* Selected extract *
• • • • •

Figure 2 shows the 1H, 2H, 56Fe16O, SE and 2H/1H ratio images from a fourth ROI on the Zy-4 sample, along with the 56Fe16O image overlaid on the 2H image. It can be observed in both the 2H image and the 2H/1H ratio image (indicated with arrows in the latter) that there is again a pattern of localised 2H concentrations in the α-Zr region beneath the oxide, as well as the presence of a hydride in the lower left corner. Additionally, the distribution of 56Fe16O signal, representative of the Zr(Fe,Cr)2 SPPs, can be seen to match the distribution of the dark features in the 1H image, indicating that these dark features in the 1H image are SPPs. When the 16Fe16O image and the 2H/1H ratio image are overlaid, the indicated 56Fe16O and 2H rich regions overlap.

Figure 2:
figure 2

1H, 2H, Secondary electron and 56Fe16O images, the 2H/1H ratio and an image of the 56Fe16O overlaid on 2H image of ROI 4 from the Zy-4 sample showing the total counts summed over 6 image planes. The ROI was implanted with 4.0 × 1017 ions/cm2 prior to imaging and imaged with a current of 1.34 pA, a dwell time of 4000 μs/pixel and 256 × 256 pixels over a 50 μm raster size.

Figure 3a,b shows SE images obtained using the NanoSIMS and an FEG-scanning electron microscope (SEM) respectively from the Zy-4 sample. The 2H/1H ratio image for this is shown in Fig. 3c. This corresponds to the lower left corner of the 2H/1H ratio image shown in Fig. 2 but the image has been rotated, cropped and resized to match with the SEM and Energy dispersive X-ray spectroscopy (EDS) images (Fig. 3b–d). Figure 3d,e show EDS Cr and Fe distribution maps of the same region with the SPPs labelled A–C matching the elevated 2H/1H ratio distribution labelled A–C in Fig. 3c.

Figure 3
figure 3

Correlative imaging between the NanoSIMS and EDX from the Zy-4 sample. (a) NanoSIMS secondary electron image shown in Fig. 2 rotated and marked to line up exactly with the secondary electron image from the FEG-SEM (b). Indicated on these images are three SPPs (A–C). The 2H/1H NanoSIMS ratio image (c) has been rotated and cropped to again line up with the EDS results obtained from the FEG-SEM. (d,e) show the Cr and Fe distributions respectively indicating the positions of SPPs.

Modelling

SPP crystal structures were generated with Fe: (Fe + Cr) atomic ratios of 43.75 at% and 62.50 at%. This is representative of the SPPs found in Zy-2 and Zy-4, respectively. No disorder was imposed onto the Zr sublattice.

Figure 4a shows the relative hydrogen solution enthalpy, ΔH_sol, for H to dissolve in the SPP compared to hcp-Zr, for 35 interstitial sites at each SPP composition. While the spread is significant, the relative solution energy is positive for all sites, as such these results still suggest that it is thermodynamically unfavourable for H to be in the bulk of the SPPs, compared to the bulk of hcp-Zr.

Figure 4
figure 4

(a) Enthalpy difference for H solution in ternary SPPs (as depicted by the two broad peaks), ZrCr2 (blue line) and ZrFe2 (red line) when compared to H solution in hcp-Zr. (b) Relative enthalpy of solution of H in SPPs (compared to hcp-Zr) as a function of number of Zr nearest neighbour atoms (nZr).

• • • • •

* Aim of the task *
Reproduce word for word the passage of the zirconium alloy excerpt above between "Figure 3a,b shows SE" and "A–C in Fig. 3c.", inclusive.

• • • • •

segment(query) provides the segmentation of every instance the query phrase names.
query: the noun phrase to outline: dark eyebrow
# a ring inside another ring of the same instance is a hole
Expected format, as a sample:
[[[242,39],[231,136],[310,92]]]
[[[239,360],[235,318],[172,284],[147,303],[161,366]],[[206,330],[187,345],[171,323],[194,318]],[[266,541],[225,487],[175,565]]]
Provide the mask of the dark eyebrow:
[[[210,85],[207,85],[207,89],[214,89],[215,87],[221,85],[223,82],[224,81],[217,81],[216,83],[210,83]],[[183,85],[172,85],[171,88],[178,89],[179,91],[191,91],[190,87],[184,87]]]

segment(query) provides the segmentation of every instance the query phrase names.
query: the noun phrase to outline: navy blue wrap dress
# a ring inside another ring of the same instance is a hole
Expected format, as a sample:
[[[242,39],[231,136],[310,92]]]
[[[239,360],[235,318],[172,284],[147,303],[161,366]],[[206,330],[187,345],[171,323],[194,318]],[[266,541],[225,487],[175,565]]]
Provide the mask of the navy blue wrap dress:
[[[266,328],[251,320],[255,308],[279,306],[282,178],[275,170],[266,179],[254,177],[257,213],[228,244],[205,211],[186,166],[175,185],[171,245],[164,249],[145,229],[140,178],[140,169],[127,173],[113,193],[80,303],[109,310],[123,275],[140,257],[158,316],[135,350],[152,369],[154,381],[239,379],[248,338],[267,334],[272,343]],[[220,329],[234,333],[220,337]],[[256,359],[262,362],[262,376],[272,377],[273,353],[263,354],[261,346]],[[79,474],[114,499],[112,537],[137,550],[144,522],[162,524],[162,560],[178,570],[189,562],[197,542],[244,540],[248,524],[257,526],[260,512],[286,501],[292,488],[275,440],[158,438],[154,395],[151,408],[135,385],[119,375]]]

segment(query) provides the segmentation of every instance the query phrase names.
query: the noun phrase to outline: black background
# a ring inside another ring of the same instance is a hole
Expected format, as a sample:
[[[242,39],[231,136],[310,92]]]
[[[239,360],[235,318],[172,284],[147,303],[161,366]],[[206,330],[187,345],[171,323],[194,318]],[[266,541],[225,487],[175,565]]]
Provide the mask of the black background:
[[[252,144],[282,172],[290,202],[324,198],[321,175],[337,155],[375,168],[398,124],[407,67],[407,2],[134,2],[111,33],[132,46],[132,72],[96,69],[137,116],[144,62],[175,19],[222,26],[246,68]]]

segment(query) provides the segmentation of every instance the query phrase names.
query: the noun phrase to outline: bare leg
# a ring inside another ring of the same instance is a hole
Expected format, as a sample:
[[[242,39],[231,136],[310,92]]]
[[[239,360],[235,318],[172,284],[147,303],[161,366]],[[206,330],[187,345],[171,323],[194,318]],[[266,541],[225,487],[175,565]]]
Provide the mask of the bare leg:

• • • • •

* Output of the exercise *
Figure 3a,b shows SE images obtained using the NanoSIMS and an FEG-scanning electron microscope (SEM) respectively from the Zy-4 sample. The 2H/1H ratio image for this is shown in Fig. 3c. This corresponds to the lower left corner of the 2H/1H ratio image shown in Fig. 2 but the image has been rotated, cropped and resized to match with the SEM and Energy dispersive X-ray spectroscopy (EDS) images (Fig. 3b–d). Figure 3d,e show EDS Cr and Fe distribution maps of the same region with the SPPs labelled A–C matching the elevated 2H/1H ratio distribution labelled A–C in Fig. 3c.